PASAJE SELECCIONADO →
- - - -

El ser humano se ha enfrentado a la malaria desde mucho antes de que la aventura escocesa se fuera al traste. De hecho, Dartnell afirma que es una contienda más antigua, incluso, que la invención de la agricultura. No es extraño que, por esa misma razón, las sociedades que vivían en territorios por donde los anofelinos pululaban a sus anchas buscaran un tratamiento para la enfermedad.
Una panacea con gradación alcohólica
La corteza del árbol de la quina, una especie originaria de Sudamérica, se ha utilizado desde hace siglos como remedio tradicional para prevenir y tratar la malaria. Sin embargo, no fue hasta 1820 cuando se aisló la quinina, el principio activo responsable de su efecto terapéutico. El descubrimiento de este tratamiento supuso el pistoletazo de salida para una nueva oleada de colonialismo en África y otras regiones que, por la incidencia de la malaria y otras enfermedades vectoriales, se habían mantenido a salvo del escamoteo de las fuerzas coloniales europeas hasta el momento.
Ciertas regiones selváticas de la India se vieron afectadas por esta nueva andanada imperial. Las fuerzas británicas, provistas de enormes cantidades de polvo de quina, se lanzaron a la conquista. Sin embargo, había un problema: la sustancia era extremadamente amarga. Para solucionar este escollo, decidieron mezclarlo primero con agua carbonatada, receta que bautizaron como tónica de las indias. Como aún notaron cierto amargor, añadieron ginebra, lo que resultó en la invención del gin tonic.
Yersinia pestis y el auge del islam
Las enfermedades son, precisamente, uno de los factores que, según Dartnell, han condicionado en mayor medida el devenir histórico del ser humano. Así ha ocurrido con las diferentes epidemias que han asolado todo el mundo conocido a lo largo de la historia. De aquellas catástrofes, que en repetidas ocasiones redujeron la población mundial en más de un tercio, resultaron nuevos paradigmas sociales e, incluso, geopolíticos.

- - - -

Entradas del conjunto de datos:
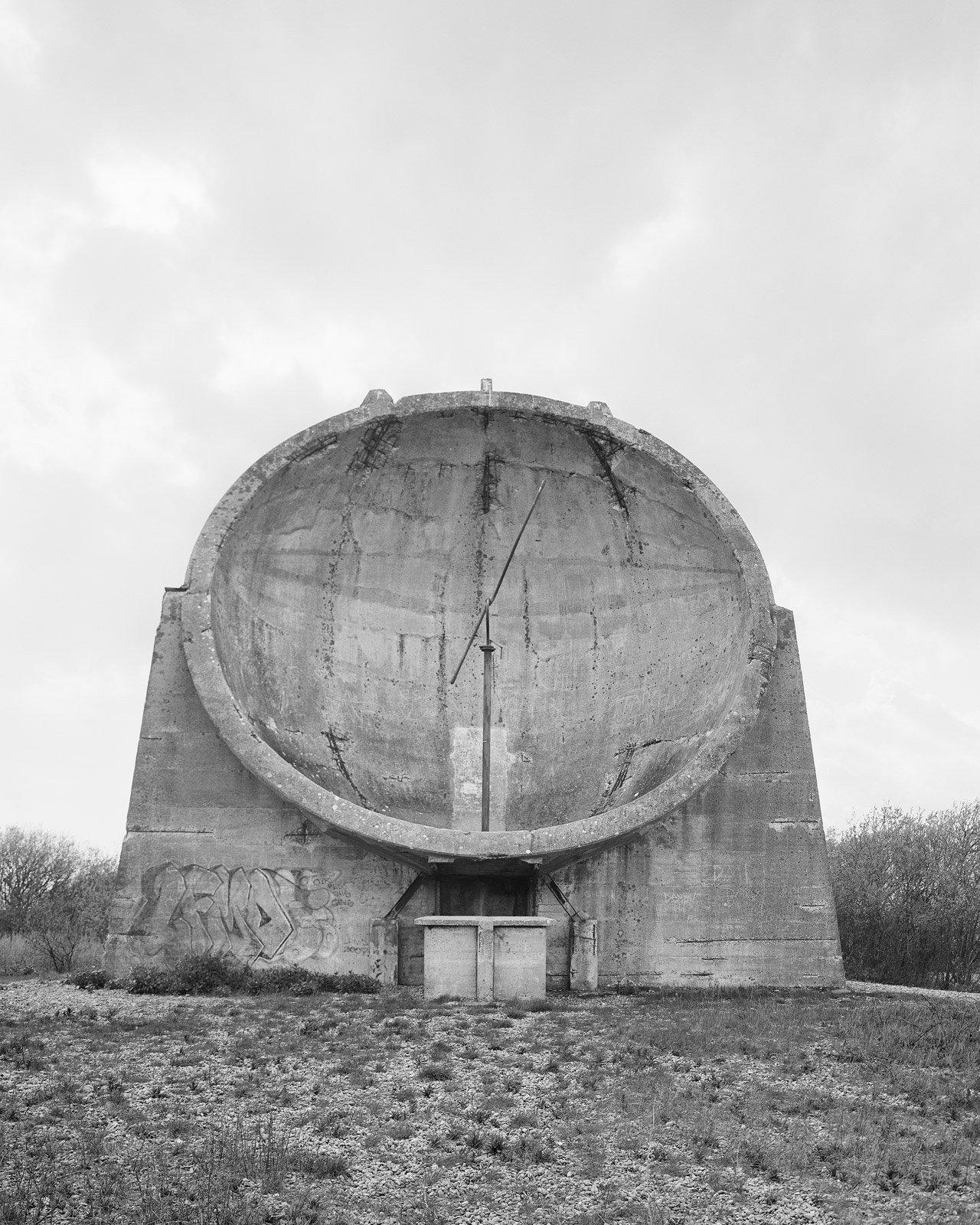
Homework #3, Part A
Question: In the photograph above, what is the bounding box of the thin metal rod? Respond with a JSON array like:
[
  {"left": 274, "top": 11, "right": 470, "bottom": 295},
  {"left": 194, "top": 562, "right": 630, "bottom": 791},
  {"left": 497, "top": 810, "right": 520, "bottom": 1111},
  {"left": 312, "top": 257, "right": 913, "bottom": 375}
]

- - - -

USO DE LA INFORMACIÓN →
(a) Reproduce el tramo del pasaje sobre las enfermedades y la historia que va desde "Una panacea con" hasta "hasta el momento.", ambos incluidos.
(b) Según el pasaje sobre las enfermedades y la historia, ¿en qué año se aisló la quinina?
(c) Retoma el pasaje sobre las enfermedades y la historia a partir de donde termina.
Los ítems no intervienen en esto.

RESPUESTAS ESCRITAS →
(a)
Una panacea con gradación alcohólica
La corteza del árbol de la quina, una especie originaria de Sudamérica, se ha utilizado desde hace siglos como remedio tradicional para prevenir y tratar la malaria. Sin embargo, no fue hasta 1820 cuando se aisló la quinina, el principio activo responsable de su efecto terapéutico. El descubrimiento de este tratamiento supuso el pistoletazo de salida para una nueva oleada de colonialismo en África y otras regiones que, por la incidencia de la malaria y otras enfermedades vectoriales, se habían mantenido a salvo del escamoteo de las fuerzas coloniales europeas hasta el momento.

(b) En 1820.

(c)
Uno de los ejemplos a los que recurre Dartnell para afirmar esto es el de la epidemia de peste bubónica que azotó Eurasia durante el siglo VI y casi un milenio más tarde volvería con el nombre de peste negra. Provocada por la Yersinia pestis, una bacteria que se trasmite por la picadura de la pulga, causó la muerte de un 25% de la población de la Constantinopla del rey Justiniano cuando llegó a la ciudad en el año 542. Del mismo modo, también causó estragos en su vecino oriental y enemigo milenario, el Imperio persa.
El pronunciado descenso de la población en ambos imperios provocó una crisis no solo demográfica, sino también económica y geopolítica. El Imperio bizantino, que se había logrado expandir hasta España, no podía pagar a sus ya de por sí diezmadas tropas repartidas por el mapa mediterráneo debido a la caída en la recaudación de impuestos.
El declive de ambos imperios, hasta el momento principales potencias en el orden mundial, despejó el camino para una nueva fuerza emergente. El profeta Mahoma comenzó a reunir en torno a una nueva religión a multitud de tribus pocas décadas después de la epidemia.
Debido a su naturaleza nómada, estos pueblos no se habían visto afectados por la Yersinia pestis, más proclive a infectar a poblaciones hacinadas en ciudades donde humanos, animales y alimañas convivían más estrechamente. Así, los antiguos imperios no pudieron hacer frente a una nueva fuerza en expansión que, obedeciendo al más puro darwinismo, tenía imbricado en su ADN unas costumbres más aptas para la supervivencia en aquel nuevo ecosistema.